**** Page excerpt

Ceph availability test & recovering question

<Kelvin_Huang@xxxxxxxxxx> · Sun, 17 Mar 2013 04:18:12 +0000

Hi, all

I have some problem after availability test

Setup:
Linux kernel: 3.2.0
OS: Ubuntu 12.04
Storage server : 11 HDD (each storage server has 11 osd, 7200 rpm, 1T) + 10GbE NIC 
RAID card: LSI MegaRAID SAS 9260-4i  For every HDD: RAID0, Write Policy: Write Back with BBU, Read Policy: ReadAhead, IO Policy: Direct 
Storage server number : 2

Ceph version : 0.48.2
Replicas : 2
Monitor number:3

We have two storage server as a cluter, then use ceph client create 1T RBD image for testing, the client also 
has 10GbE NIC , Linux kernel 3.2.0 , Ubuntu 12.04

We also use FIO to produce workload

fio command:
[Sequencial Read]
fio --iodepth = 32 --numjobs=1 --runtime=120  --bs = 65536 --rw = read --ioengine=libaio --group_reporting --direct=1 --eta=always  --ramp_time=10 --thinktime=10

[Sequencial Write]
fio --iodepth = 32 --numjobs=1 --runtime=120  --bs = 65536 --rw = write --ioengine=libaio --group_reporting --direct=1 --eta=always  --ramp_time=10 --thinktime=10

Now I want observe to ceph state when one storage server is crash, so I turn off one storage server networking.

********

» **To do**:
- 1) Reproduce the Ceph availability test post between "[Sequencial Write]" and "storage server networking.", inclusive.
- 2) According to the Ceph availability test post, which Ceph version does the test setup run?

**** Supplied material

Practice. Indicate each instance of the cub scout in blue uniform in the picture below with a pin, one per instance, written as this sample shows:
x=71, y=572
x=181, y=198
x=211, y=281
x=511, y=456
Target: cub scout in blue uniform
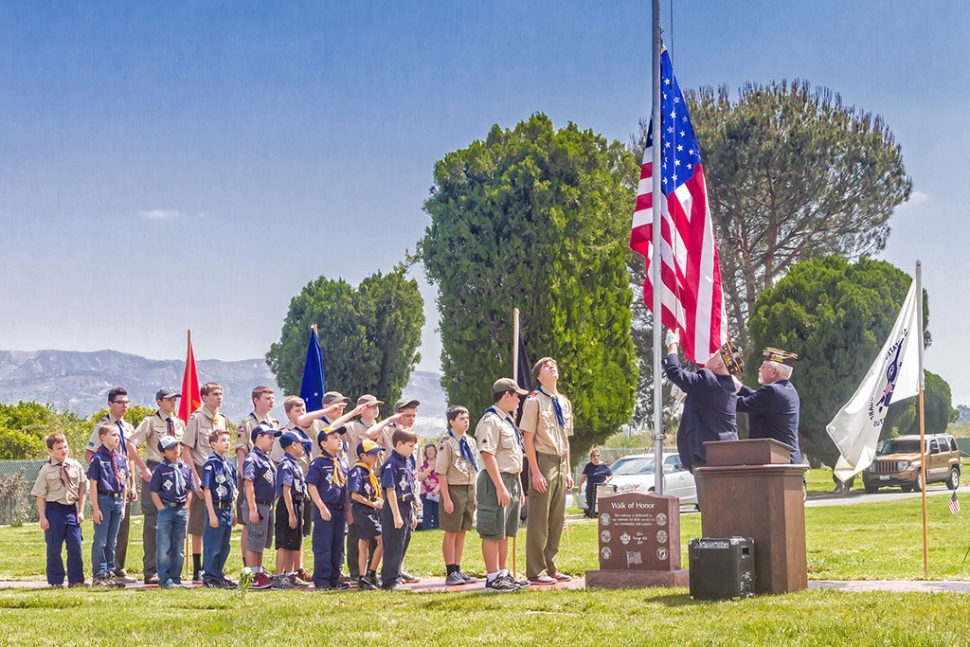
x=171, y=483
x=326, y=485
x=219, y=484
x=60, y=506
x=108, y=483
x=259, y=486
x=457, y=468
x=290, y=491
x=367, y=500
x=397, y=518
x=498, y=490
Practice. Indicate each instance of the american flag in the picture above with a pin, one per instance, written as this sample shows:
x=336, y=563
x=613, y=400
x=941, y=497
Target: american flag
x=692, y=301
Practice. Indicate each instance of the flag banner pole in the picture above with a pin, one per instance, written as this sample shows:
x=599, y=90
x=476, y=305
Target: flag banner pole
x=655, y=263
x=922, y=427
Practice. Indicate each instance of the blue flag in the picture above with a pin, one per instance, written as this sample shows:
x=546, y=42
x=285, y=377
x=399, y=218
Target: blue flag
x=313, y=386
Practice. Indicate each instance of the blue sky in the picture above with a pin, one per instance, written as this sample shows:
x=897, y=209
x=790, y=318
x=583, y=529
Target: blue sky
x=166, y=166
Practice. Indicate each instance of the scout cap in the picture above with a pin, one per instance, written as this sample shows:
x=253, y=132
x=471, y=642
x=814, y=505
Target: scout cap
x=731, y=357
x=334, y=396
x=405, y=403
x=342, y=429
x=260, y=430
x=167, y=442
x=780, y=356
x=288, y=438
x=507, y=384
x=368, y=447
x=367, y=400
x=167, y=392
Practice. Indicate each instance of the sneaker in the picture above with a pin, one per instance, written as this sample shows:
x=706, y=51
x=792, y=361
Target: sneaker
x=123, y=577
x=282, y=582
x=454, y=579
x=262, y=581
x=408, y=578
x=503, y=584
x=542, y=579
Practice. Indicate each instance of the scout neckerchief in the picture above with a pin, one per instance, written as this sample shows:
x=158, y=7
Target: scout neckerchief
x=338, y=476
x=508, y=419
x=555, y=402
x=375, y=484
x=465, y=450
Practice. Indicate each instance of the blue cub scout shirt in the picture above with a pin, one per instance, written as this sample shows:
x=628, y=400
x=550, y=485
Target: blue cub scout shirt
x=326, y=473
x=172, y=481
x=398, y=474
x=290, y=474
x=259, y=469
x=219, y=477
x=101, y=471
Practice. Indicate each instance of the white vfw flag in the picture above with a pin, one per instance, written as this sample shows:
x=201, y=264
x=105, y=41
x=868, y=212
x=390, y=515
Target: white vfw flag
x=894, y=376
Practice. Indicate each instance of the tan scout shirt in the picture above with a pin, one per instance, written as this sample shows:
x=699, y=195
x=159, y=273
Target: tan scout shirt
x=196, y=436
x=244, y=432
x=95, y=441
x=539, y=417
x=276, y=454
x=356, y=432
x=151, y=430
x=51, y=487
x=457, y=470
x=496, y=436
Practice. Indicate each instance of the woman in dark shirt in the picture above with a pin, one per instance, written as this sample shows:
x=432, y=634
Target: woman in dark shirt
x=595, y=473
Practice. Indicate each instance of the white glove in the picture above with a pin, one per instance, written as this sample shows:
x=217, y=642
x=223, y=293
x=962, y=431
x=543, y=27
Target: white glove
x=673, y=337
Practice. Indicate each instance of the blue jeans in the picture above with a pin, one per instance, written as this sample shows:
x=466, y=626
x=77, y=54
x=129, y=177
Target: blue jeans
x=215, y=543
x=429, y=520
x=170, y=542
x=106, y=535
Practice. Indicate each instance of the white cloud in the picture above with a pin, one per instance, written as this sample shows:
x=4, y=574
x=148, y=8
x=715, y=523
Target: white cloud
x=160, y=214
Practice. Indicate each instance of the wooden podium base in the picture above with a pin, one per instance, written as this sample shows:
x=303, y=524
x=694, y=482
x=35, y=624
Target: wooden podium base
x=630, y=579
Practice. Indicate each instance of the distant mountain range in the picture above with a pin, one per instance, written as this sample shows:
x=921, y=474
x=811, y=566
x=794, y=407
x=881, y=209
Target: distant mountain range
x=79, y=382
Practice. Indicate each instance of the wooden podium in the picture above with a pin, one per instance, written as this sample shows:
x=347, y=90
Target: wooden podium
x=751, y=490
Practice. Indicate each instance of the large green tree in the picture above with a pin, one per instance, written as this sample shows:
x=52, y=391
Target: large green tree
x=836, y=315
x=536, y=218
x=369, y=335
x=792, y=174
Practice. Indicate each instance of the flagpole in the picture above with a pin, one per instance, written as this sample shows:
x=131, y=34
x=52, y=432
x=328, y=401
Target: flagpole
x=515, y=375
x=656, y=260
x=922, y=426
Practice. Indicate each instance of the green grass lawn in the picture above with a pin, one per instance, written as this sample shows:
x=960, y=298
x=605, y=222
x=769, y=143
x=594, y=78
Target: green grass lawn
x=863, y=541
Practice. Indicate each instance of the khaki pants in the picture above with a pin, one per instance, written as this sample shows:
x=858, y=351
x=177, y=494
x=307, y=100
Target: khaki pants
x=547, y=512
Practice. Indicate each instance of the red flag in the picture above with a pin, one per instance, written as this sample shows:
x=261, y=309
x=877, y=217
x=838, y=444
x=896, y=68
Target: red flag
x=692, y=301
x=191, y=399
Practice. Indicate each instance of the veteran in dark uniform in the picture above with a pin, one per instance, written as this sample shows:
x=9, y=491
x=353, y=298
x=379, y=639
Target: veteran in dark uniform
x=773, y=409
x=709, y=408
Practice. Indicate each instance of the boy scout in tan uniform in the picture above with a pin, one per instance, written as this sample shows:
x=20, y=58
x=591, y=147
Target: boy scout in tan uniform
x=498, y=490
x=153, y=428
x=195, y=452
x=547, y=423
x=118, y=404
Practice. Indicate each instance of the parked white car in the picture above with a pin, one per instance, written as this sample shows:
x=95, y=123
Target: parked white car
x=636, y=472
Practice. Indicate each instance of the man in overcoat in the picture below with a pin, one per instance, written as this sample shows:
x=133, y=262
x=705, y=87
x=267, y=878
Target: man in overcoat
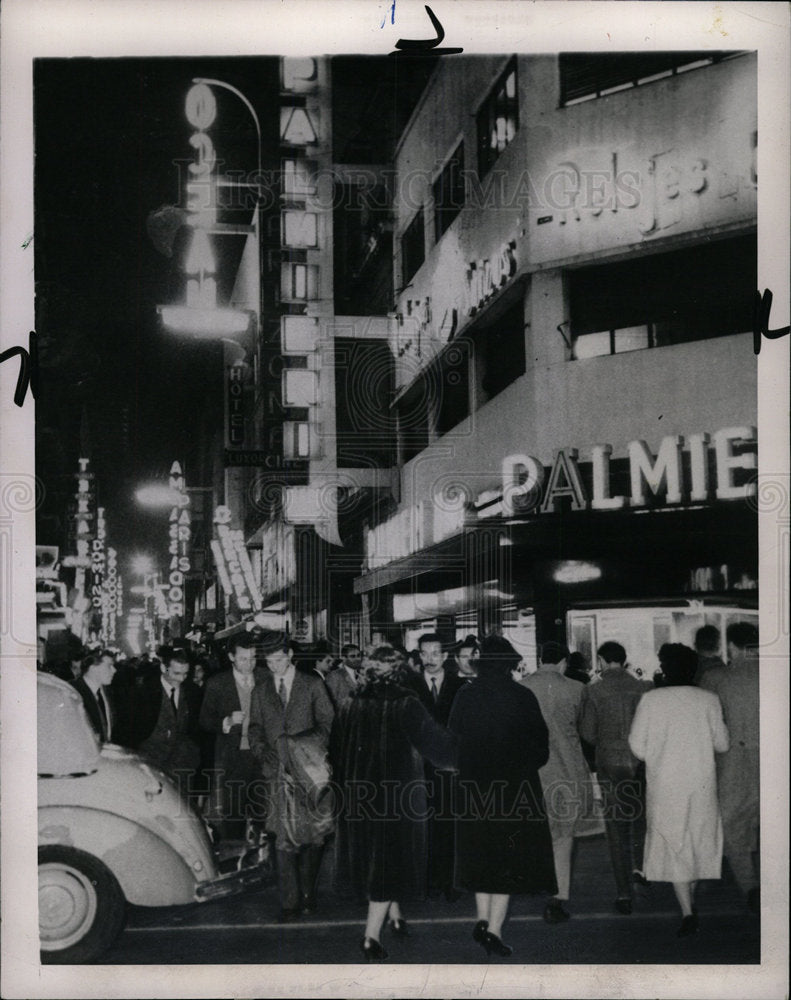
x=436, y=688
x=226, y=713
x=289, y=703
x=738, y=769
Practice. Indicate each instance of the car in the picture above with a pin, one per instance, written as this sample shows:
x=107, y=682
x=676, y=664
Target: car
x=113, y=830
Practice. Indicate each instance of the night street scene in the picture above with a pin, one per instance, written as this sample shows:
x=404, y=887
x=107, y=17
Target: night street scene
x=397, y=557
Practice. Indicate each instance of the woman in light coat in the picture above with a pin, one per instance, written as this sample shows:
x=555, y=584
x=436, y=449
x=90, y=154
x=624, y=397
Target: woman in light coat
x=676, y=730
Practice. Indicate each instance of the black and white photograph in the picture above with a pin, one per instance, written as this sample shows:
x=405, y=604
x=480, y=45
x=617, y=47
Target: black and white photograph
x=394, y=495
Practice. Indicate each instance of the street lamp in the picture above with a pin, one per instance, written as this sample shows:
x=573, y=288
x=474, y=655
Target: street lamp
x=200, y=316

********

» **Task results**:
- 1)
[Sequencial Write]
fio --iodepth = 32 --numjobs=1 --runtime=120  --bs = 65536 --rw = write --ioengine=libaio --group_reporting --direct=1 --eta=always  --ramp_time=10 --thinktime=10

Now I want observe to ceph state when one storage server is crash, so I turn off one storage server networking.

- 2) 0.48.2